*Information supplied:*

--

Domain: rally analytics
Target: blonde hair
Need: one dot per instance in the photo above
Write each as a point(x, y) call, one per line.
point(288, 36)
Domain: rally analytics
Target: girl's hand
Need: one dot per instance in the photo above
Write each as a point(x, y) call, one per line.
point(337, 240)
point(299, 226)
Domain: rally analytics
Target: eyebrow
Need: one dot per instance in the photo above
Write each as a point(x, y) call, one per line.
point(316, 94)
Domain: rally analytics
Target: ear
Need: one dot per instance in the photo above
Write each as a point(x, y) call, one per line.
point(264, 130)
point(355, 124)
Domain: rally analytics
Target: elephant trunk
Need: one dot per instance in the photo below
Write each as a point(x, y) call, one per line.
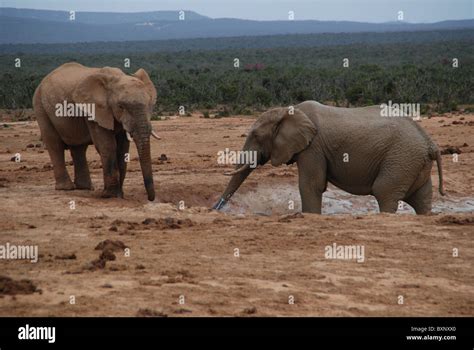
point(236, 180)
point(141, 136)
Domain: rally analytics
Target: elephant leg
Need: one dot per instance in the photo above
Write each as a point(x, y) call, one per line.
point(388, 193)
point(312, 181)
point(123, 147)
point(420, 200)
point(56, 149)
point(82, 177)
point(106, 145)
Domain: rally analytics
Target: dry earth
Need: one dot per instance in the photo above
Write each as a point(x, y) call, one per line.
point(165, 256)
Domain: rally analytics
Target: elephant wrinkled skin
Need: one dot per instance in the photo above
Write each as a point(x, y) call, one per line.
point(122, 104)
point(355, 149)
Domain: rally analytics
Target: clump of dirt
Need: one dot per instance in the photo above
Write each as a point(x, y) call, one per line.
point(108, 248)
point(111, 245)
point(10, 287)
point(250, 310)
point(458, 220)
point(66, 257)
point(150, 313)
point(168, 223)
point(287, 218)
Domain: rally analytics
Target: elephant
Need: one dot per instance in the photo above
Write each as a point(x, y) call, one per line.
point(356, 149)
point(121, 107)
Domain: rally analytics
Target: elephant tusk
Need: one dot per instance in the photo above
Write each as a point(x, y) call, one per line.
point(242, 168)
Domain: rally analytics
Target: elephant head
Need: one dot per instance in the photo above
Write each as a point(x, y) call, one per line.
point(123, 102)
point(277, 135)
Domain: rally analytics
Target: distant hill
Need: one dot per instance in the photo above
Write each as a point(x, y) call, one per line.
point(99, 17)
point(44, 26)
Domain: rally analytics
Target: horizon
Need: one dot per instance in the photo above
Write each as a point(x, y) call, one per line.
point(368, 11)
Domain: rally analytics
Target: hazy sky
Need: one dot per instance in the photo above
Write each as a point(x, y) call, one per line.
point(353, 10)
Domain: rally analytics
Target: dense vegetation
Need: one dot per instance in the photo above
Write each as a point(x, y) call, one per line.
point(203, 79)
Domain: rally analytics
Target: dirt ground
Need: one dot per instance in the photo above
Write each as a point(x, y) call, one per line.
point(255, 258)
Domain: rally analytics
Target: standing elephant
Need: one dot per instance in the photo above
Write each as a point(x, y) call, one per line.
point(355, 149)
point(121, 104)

--

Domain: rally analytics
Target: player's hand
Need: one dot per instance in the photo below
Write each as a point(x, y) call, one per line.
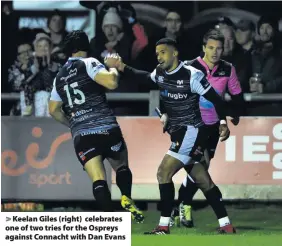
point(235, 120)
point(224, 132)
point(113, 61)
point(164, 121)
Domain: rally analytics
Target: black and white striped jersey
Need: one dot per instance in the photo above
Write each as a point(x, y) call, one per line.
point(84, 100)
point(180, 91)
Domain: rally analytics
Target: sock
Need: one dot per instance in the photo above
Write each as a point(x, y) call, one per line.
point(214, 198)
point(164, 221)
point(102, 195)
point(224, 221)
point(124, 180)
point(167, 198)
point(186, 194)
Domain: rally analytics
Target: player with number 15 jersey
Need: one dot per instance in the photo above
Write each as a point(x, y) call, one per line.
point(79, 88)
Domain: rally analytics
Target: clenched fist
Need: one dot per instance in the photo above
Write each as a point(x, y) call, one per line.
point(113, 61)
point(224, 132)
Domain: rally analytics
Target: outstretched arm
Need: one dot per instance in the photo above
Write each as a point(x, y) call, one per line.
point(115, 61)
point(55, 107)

--

If a line of the data contains "hand", copy it out.

*Solution below:*
Target: girl's hand
Target: player's hand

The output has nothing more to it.